__MATERIAL TO PROCESS__:
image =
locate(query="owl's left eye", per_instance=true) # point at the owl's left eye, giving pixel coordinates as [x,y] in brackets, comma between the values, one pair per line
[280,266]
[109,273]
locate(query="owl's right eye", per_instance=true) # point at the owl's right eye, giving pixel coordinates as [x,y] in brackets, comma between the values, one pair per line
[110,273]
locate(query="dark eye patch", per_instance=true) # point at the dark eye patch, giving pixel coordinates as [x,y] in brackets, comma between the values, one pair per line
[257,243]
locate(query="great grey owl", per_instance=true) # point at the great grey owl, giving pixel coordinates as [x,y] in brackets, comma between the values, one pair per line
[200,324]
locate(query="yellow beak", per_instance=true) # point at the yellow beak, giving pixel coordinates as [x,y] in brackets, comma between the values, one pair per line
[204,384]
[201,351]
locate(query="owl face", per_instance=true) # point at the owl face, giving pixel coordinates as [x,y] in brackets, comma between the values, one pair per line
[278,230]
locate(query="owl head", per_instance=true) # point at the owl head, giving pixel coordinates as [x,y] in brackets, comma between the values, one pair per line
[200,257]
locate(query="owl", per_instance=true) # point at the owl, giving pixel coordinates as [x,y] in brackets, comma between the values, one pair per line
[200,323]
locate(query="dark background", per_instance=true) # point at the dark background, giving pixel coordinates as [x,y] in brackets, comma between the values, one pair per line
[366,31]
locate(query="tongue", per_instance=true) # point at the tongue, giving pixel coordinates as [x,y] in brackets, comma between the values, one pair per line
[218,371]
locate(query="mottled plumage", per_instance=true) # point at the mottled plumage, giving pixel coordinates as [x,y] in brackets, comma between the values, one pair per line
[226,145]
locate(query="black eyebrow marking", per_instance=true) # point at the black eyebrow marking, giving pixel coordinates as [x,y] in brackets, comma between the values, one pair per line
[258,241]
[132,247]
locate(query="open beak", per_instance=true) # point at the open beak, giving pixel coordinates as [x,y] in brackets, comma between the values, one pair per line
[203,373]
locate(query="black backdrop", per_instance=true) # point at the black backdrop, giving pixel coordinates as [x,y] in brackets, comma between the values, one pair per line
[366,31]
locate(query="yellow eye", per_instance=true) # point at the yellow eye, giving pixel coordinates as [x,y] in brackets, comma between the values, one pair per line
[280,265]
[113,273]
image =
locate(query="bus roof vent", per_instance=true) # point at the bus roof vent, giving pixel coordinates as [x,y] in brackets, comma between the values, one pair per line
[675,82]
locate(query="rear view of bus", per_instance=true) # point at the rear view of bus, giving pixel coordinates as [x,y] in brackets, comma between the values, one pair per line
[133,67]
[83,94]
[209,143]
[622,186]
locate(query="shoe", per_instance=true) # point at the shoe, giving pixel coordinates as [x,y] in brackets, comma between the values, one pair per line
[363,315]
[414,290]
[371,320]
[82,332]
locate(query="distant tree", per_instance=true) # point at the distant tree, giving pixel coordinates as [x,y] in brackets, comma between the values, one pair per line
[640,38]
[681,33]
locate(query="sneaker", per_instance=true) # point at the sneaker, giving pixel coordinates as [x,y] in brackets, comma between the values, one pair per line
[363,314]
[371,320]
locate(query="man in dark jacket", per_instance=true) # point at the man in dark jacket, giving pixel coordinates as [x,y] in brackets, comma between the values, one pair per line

__TO DO__:
Your task is to quote the listing above word for word.

__EXERCISE RESULT__:
image =
locate(query="owl's left eye", per_instance=true) # point at the owl's left eye, giving pixel coordinates as [x,y] in brackets, comma between the values, one pair per line
[280,266]
[109,273]
locate(query="owl's right eye", per_instance=true) # point at the owl's right eye, giving pixel coordinates as [x,y] in brackets, comma between the values, one pair per line
[110,273]
locate(query="dark eye patch", per_instance=true) # point at the dark eye patch, giving pixel coordinates as [x,y] in brackets, comma between the values, one pair per line
[257,243]
locate(query="great grey owl", per_instance=true) # point at the great grey owl, giving pixel coordinates as [x,y] in brackets, comma between the values, one pair per line
[200,324]
locate(query="yellow beak", per_instance=true) # point at the yellow beak, giving pixel coordinates as [x,y] in brackets, comma between the values, one pair per line
[204,384]
[201,351]
locate(query="owl face", per_instance=true) # point at the owl face, giving pixel coordinates as [x,y] in brackets, comma between the values, one pair per line
[278,230]
locate(query="owl head", per_instance=true) # point at the owl head, giving pixel coordinates as [x,y] in brackets, comma between the values, one pair per line
[200,257]
locate(query="owl", per_instance=true) # point at the owl, giving pixel coordinates as [x,y] in brackets, comma between the values, one pair per line
[200,323]
locate(query="dark background", per_instance=true) # point at the dark background, giving pixel coordinates as [x,y] in brackets, comma between the values, one pair per line
[366,31]
locate(query="tongue", per_instance=true) # point at the tongue, giving pixel coordinates as [x,y] in brackets, comma between the values, one pair per line
[218,371]
locate(query="mottled plumage", per_instance=true) # point at the mottled plumage, giving pixel coordinates as [x,y] in brackets, comma between the values, one pair per line
[226,145]
locate(query="black eyebrow marking", per_instance=true) # point at the black eyebrow marking, giving pixel coordinates as [x,y] in brackets, comma between the values, one pair per line
[258,241]
[132,247]
locate(query="open beak", per_instance=true) # point at the open beak, giving pixel coordinates as [x,y] in brackets, comma between the values, one pair per line
[203,373]
locate(query="black backdrop", per_instance=true) # point at the black backdrop, giving pixel coordinates as [x,y] in brackets, comma between the values, one pair per line
[366,31]
locate(query="yellow eye", per_instance=true) # point at the yellow eye, giving pixel coordinates as [x,y] in brackets, comma between the values, one pair per line
[280,265]
[113,273]
image =
locate(query="bus roof vent", per_instance=true) # point at the bus roof vent, giving pixel coordinates as [x,y] in brackets, comma between the values, one pair per line
[675,82]
locate(query="rear view of bus", per_instance=true) # point at the rear view of bus, giving pixel coordinates as [x,y] in brackets, comma between the values, one pair per line
[133,67]
[83,94]
[209,143]
[622,186]
locate(query="shoe", per_instance=true) # point at the shoe, giving pixel coordinates as [x,y] in brackets, comma between the values, one pair per line
[363,315]
[414,290]
[371,320]
[82,332]
locate(query="distant tree", per_instance=true) # point at the distant tree, giving pixel coordinates as [x,y] in brackets, comma between the values, one pair per line
[640,38]
[681,33]
locate(query="sneaker", per_instance=true) # point at the sneaker, giving pixel coordinates as [x,y] in brackets, comma between the values, one pair per line
[363,314]
[371,320]
locate(query="man in dark jacket", per_instance=true) # point at the man in dark jacket, giving pixel coordinates as [x,y] in brackets, comma between the values, one pair per line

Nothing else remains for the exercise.